◆ **Set task**
Reproduce the listing word for word, leaving every picture behind.
━━━━━━
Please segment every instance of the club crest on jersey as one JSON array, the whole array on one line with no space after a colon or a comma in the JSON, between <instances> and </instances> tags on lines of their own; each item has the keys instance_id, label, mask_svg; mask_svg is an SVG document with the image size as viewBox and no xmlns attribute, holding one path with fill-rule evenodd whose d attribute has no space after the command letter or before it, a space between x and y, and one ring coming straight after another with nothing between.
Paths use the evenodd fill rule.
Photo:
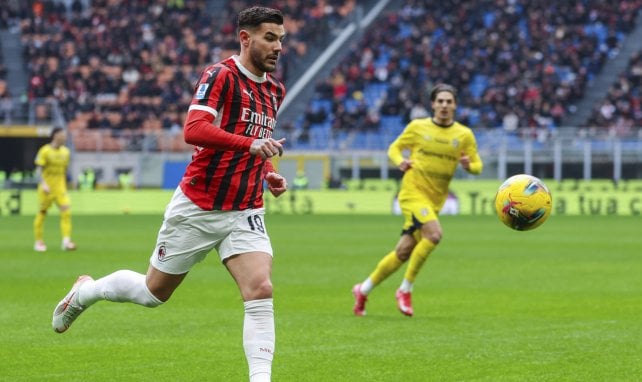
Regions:
<instances>
[{"instance_id":1,"label":"club crest on jersey","mask_svg":"<svg viewBox=\"0 0 642 382\"><path fill-rule=\"evenodd\" d=\"M196 99L205 98L205 93L207 93L207 88L209 86L210 86L209 84L200 84L200 85L198 85L198 89L196 89L196 94L194 95L194 98L196 98Z\"/></svg>"}]
</instances>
━━━━━━
◆ **Exercise answer**
Please segment every instance of the club crest on jersey as one JSON array, the whole array on one line with no space after a colon or a comma in the JSON, between <instances> and </instances> tags on lines of their own; each item has the keys instance_id, label, mask_svg; mask_svg is an SVG document with the image size as viewBox and no xmlns attribute, holding one path with fill-rule evenodd whose d attribute has no space after the command letter or before it, a space between x and y, and one ring coming straight after another with nothing between.
Paths use the evenodd fill rule.
Photo:
Regions:
<instances>
[{"instance_id":1,"label":"club crest on jersey","mask_svg":"<svg viewBox=\"0 0 642 382\"><path fill-rule=\"evenodd\" d=\"M196 99L205 98L205 93L207 93L207 88L209 86L210 86L209 84L200 84L200 85L198 85L198 89L196 89L196 94L194 95L194 98L196 98Z\"/></svg>"}]
</instances>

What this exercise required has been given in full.